DIRECTIVE:
Reproduce the following lines verbatim, beginning with the line that contains "Trace the outline of every instance of the treeline" and continuing through the final line.

DATA LINES:

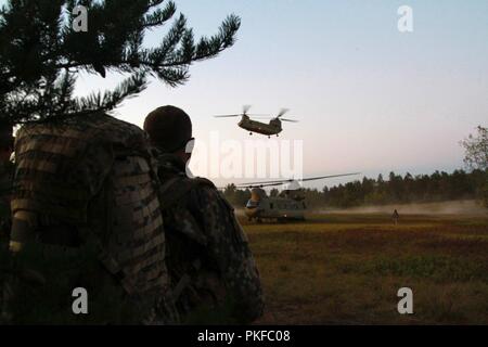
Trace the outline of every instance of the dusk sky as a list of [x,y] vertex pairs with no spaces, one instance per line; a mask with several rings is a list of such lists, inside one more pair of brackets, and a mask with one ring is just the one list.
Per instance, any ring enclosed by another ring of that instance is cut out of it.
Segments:
[[[242,142],[249,136],[237,118],[211,116],[239,113],[244,104],[259,114],[287,107],[299,123],[283,124],[271,141],[304,141],[306,177],[452,171],[463,166],[460,140],[487,125],[486,0],[176,3],[196,35],[211,35],[226,15],[240,15],[239,40],[217,59],[195,64],[182,87],[153,80],[117,110],[121,119],[142,126],[153,108],[174,104],[191,115],[198,141],[219,131],[222,140]],[[413,33],[397,28],[400,5],[413,9]],[[151,33],[146,43],[156,44],[164,33]],[[84,75],[78,91],[116,80]]]

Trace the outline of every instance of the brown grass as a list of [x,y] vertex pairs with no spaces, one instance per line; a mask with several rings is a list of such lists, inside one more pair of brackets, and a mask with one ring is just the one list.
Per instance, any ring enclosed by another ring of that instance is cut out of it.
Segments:
[[[488,218],[312,215],[249,224],[270,324],[488,324]],[[397,311],[413,290],[414,314]]]

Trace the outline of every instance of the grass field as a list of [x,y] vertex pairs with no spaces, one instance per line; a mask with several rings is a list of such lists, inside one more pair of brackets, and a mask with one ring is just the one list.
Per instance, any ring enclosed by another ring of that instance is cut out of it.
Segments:
[[[261,274],[262,324],[488,324],[488,216],[316,214],[242,220]],[[397,291],[413,291],[413,314]]]

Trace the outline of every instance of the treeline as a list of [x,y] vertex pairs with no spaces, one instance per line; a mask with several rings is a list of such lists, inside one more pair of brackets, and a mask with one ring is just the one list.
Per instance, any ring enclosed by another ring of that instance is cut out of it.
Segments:
[[[248,189],[239,190],[228,185],[223,194],[236,207],[245,206],[251,196]],[[273,189],[270,195],[278,195]],[[452,174],[435,171],[432,175],[404,176],[390,172],[385,179],[364,177],[361,181],[348,182],[322,190],[304,189],[301,193],[309,207],[355,207],[440,202],[450,200],[484,200],[488,204],[488,172],[483,170],[455,170]]]

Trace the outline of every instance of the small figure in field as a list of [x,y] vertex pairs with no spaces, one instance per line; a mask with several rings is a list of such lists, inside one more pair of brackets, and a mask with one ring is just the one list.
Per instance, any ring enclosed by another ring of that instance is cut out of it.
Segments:
[[398,224],[398,220],[400,219],[400,215],[398,214],[398,210],[396,210],[396,209],[394,210],[391,218],[394,220],[395,226]]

RIGHT ANSWER:
Trace the outline of every instance of the treeline as a list of [x,y] vertex pairs with no spaces, one instance per line; a mask with several rings is a list of such lists, inside one more pair of brackets, and a mask with one ring is just the one list.
Per instance, any ring enclosed by another ring of that instance is cut out of it.
Segments:
[[[248,189],[239,190],[228,185],[223,194],[236,207],[245,206],[251,196]],[[273,189],[270,195],[278,195]],[[452,174],[435,171],[432,175],[404,176],[390,172],[385,179],[364,177],[361,181],[348,182],[322,190],[304,189],[301,193],[309,207],[355,207],[440,202],[450,200],[484,200],[488,204],[488,172],[483,170],[455,170]]]

Trace the outline of every instance of the small figure in field as a list of [x,y] vertex pairs with no spaces, one instance per line; a mask with several rings is a list of such lists, inside one more pair of brackets, and a mask with one ring is just the one list.
Per instance, any ring enclosed by another ring of that instance is cut out of it.
Segments:
[[398,224],[398,220],[400,219],[400,215],[398,214],[398,210],[396,210],[396,209],[394,210],[391,218],[394,220],[395,226]]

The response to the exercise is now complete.